*** Available data

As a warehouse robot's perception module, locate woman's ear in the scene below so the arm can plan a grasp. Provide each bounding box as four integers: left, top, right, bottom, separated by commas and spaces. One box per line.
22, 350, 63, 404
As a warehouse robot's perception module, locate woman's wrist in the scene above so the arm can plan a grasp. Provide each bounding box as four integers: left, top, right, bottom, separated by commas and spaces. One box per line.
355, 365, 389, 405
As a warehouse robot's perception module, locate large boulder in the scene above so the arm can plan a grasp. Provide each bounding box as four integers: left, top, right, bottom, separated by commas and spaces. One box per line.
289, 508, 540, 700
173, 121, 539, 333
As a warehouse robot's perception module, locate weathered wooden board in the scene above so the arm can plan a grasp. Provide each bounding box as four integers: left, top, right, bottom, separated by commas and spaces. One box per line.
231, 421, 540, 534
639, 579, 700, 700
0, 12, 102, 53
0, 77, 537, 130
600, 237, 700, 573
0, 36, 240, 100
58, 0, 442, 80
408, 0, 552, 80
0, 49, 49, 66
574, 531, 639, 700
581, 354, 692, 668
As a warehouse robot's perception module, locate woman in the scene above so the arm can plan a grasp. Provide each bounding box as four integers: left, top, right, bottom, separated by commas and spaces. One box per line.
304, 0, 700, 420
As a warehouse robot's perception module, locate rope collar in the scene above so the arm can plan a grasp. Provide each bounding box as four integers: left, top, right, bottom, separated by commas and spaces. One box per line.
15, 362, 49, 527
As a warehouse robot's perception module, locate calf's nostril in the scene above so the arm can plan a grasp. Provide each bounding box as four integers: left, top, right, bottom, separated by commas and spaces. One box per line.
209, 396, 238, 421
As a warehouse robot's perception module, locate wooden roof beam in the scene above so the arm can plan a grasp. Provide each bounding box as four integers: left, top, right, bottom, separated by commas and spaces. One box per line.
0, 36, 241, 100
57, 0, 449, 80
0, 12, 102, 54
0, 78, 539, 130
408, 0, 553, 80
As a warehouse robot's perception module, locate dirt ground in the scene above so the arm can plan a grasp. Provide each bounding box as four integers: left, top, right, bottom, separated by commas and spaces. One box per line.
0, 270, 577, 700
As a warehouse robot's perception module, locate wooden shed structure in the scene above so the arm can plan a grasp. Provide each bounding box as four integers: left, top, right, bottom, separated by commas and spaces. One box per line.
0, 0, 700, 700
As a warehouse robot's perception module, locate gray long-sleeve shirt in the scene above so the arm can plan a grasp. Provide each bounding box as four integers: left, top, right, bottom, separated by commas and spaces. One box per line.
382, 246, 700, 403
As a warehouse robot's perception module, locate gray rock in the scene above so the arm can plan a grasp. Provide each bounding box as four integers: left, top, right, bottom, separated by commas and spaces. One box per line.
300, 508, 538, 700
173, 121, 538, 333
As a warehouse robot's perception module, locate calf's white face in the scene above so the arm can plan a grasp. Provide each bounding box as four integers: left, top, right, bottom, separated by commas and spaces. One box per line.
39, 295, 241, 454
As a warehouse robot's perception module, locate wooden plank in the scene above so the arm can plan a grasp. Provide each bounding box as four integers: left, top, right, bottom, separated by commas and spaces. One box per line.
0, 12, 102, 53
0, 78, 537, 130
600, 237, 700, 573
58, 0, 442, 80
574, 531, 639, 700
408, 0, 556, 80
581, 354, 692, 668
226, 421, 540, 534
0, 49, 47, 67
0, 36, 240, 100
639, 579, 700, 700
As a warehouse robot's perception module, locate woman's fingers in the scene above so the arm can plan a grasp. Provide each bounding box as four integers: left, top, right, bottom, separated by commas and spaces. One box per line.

******

What to work on: Quote all of the records above word for word.

Solution for this problem:
As a warehouse robot's perception module, locate woman's ear in the scene below so the arm can plan a grasp. Provide each bounding box as four integers: left, top, right, bottom, separated by commas and spaces. One box per line.
22, 350, 63, 404
As a warehouse robot's perception module, locate woman's wrist in the scene above so the arm can plan a grasp. Provide each bounding box as four integers: left, top, right, bottom, separated by commas and spaces. One box per line.
355, 365, 389, 405
As a warehouse robot's perception module, locate large boulder in the scene above so the arm can plan a grasp. Provide each bounding box as four integers: left, top, right, bottom, separated by commas and spaces. One box per line.
289, 508, 540, 700
173, 121, 539, 333
As a warehouse robot's perception module, locate weathered wooden board in the scene above so the arm can plan a grasp. Provide each bounding box as four integers: left, top, right, bottom, separated by commas and spaces. One box per line.
231, 421, 540, 534
639, 579, 700, 700
0, 12, 102, 53
0, 77, 537, 130
600, 237, 700, 573
0, 36, 240, 100
58, 0, 442, 80
408, 0, 552, 80
0, 49, 49, 66
574, 531, 639, 700
581, 354, 692, 668
As a warehouse robot's perception module, locate woman in the scene above so the arm can plan a grasp. Provide each bounding box as four integers: left, top, right, bottom, separated by commas and spaces. One box per line.
304, 0, 700, 420
As a warehouse robot's perception module, locate rope collar in the scene above so the arm can plan a grasp. Provide each bounding box as four integers: left, top, right, bottom, separated by commas and spaces. One box per line.
15, 362, 49, 527
As a warehouse robot's perception module, locate calf's nostril in the scene above so the arm can plan a grasp. Provide each bounding box as four integers: left, top, right, bottom, separated by commas and spaces. One box per line.
209, 396, 238, 421
As a warehouse robot's perception module, locate wooden roof beam in the scene above so the arm can plan a grasp. Provide each bounding box as four integers: left, top, right, bottom, separated by commas and spaces. One box per line.
0, 36, 241, 100
57, 0, 449, 80
0, 12, 102, 54
0, 78, 539, 130
408, 0, 553, 80
As a warehouse robot's perception module, locate dirt ground in the scene above so the arm can plan a grasp. Provide each bounding box as four integers: left, top, right, bottom, separated by commas and spaces. One box per line.
0, 270, 577, 700
As a warehouse robot's perception module, locate wooden shed structure in the scene above so the arm can plan a grasp. Provide each bounding box as four integers: left, top, right, bottom, separated by commas and spaces. One box per line.
0, 0, 700, 700
As a warehouse robot's perception module, locate gray long-sleeve shirt in the scene above so the arm can plan a grasp. Provide each bounding box as four integers: left, top, right, bottom, separated by commas and spaces. One box per line.
382, 246, 700, 403
As a warehouse robot's perception module, locate gray rock in the scene above so the arm can plan a grasp. Provide each bounding box as four integers: left, top, right, bottom, separated by commas and spaces. One box per line.
300, 508, 538, 700
173, 121, 538, 333
As a warehouse robot's perception module, locate calf's white face in the scene above so the arm can plan a grasp. Provide each bounding box as four integers: left, top, right, bottom, separated by commas and spaces. One box per line.
39, 295, 241, 454
As a warehouse robot's perception module, locate wooden plank in the scene above so the arm can plan a grasp. Provide each bounding box as four integers: left, top, right, bottom, separated by commas and spaces. One box per line.
0, 12, 102, 53
0, 78, 537, 130
600, 237, 700, 573
58, 0, 442, 80
574, 531, 639, 700
408, 0, 556, 80
581, 354, 692, 668
226, 421, 540, 534
0, 49, 47, 67
0, 36, 240, 100
639, 579, 700, 700
As a warehouse robot's perception module, locate woman's fingers in the scene above so the arm can plan a grasp. Provide each bounding box as four integers: left, top, right, bottom, separated by commas and spaces. One box per line.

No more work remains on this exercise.